§ **Goal of the exercise**:
Lines before the one containing "Request = locate the turbine nacelle" are excluded. Repeat that line and every line after it, exactly.

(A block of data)
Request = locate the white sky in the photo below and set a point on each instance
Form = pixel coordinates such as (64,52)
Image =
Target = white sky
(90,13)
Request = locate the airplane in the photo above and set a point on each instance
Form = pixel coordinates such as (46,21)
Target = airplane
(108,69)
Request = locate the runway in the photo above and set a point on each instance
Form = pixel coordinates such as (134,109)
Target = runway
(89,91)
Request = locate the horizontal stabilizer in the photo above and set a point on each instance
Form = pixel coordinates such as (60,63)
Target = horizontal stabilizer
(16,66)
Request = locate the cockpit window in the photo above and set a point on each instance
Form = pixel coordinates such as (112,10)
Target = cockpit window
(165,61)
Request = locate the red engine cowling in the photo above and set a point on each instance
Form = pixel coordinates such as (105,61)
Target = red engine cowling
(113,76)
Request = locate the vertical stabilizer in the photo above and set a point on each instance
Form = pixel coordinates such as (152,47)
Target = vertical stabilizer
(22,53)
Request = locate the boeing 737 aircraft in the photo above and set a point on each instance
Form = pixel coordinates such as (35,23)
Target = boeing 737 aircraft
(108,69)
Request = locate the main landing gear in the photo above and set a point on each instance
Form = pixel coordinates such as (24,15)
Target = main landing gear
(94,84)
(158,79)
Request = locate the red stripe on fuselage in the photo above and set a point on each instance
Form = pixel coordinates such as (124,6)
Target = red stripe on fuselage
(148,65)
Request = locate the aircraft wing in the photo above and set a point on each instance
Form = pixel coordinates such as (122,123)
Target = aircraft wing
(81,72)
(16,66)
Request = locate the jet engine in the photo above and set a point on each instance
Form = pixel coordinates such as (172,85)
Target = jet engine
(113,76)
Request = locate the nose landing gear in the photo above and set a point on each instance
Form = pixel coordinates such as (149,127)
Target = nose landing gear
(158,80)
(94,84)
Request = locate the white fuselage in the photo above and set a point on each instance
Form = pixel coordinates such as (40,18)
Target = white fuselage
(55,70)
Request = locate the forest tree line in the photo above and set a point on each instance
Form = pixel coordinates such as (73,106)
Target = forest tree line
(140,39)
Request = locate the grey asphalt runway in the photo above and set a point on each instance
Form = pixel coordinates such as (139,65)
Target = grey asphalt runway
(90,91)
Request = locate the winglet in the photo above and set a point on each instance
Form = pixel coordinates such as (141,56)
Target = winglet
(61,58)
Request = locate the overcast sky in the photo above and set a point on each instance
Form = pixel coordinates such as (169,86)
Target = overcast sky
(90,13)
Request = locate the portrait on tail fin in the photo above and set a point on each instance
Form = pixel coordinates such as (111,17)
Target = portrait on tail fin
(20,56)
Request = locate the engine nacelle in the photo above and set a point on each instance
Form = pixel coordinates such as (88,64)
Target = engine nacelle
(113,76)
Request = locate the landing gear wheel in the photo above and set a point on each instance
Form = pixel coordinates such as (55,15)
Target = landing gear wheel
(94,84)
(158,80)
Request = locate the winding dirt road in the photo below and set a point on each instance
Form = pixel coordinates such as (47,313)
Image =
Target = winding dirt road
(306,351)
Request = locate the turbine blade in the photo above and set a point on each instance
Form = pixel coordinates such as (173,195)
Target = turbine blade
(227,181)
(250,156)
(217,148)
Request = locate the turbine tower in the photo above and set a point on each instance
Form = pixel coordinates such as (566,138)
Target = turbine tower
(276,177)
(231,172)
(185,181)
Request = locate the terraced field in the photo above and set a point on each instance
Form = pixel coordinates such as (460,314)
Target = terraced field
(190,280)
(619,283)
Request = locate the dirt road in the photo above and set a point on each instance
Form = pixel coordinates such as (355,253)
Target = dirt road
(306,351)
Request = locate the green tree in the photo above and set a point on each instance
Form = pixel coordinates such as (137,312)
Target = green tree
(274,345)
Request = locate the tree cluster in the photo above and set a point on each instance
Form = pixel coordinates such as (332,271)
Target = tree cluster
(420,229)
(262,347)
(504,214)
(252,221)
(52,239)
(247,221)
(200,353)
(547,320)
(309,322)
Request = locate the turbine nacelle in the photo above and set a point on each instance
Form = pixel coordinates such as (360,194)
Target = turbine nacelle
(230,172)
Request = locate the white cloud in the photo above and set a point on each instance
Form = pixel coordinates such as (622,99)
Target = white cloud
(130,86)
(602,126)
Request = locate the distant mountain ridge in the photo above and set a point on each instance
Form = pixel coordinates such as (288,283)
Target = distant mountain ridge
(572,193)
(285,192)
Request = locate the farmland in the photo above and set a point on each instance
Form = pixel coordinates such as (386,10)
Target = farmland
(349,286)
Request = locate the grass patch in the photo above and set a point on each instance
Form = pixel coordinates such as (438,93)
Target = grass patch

§ **The reply**:
Request = locate the turbine nacelle in the photo above and set a point on each instance
Form = pixel coordinates such as (360,194)
Target = turbine nacelle
(230,172)
Request = locate the white cloud in the photo above and set a point on each instance
Form = pixel coordinates such as (622,99)
Target = white cloud
(130,86)
(602,126)
Request = locate the distant mountain ridge in the photo above and set a point on each instance
Form = pixel coordinates such as (288,283)
Target = distant mountain ridge
(572,193)
(285,192)
Request = locate the farmland in the photo above and set a point on each instance
Form = pixel coordinates such as (386,10)
Target = farmland
(349,286)
Request = locate the grass patch in the photo above and set a point on each instance
Form = pixel coordinates such as (438,93)
Target = grass patch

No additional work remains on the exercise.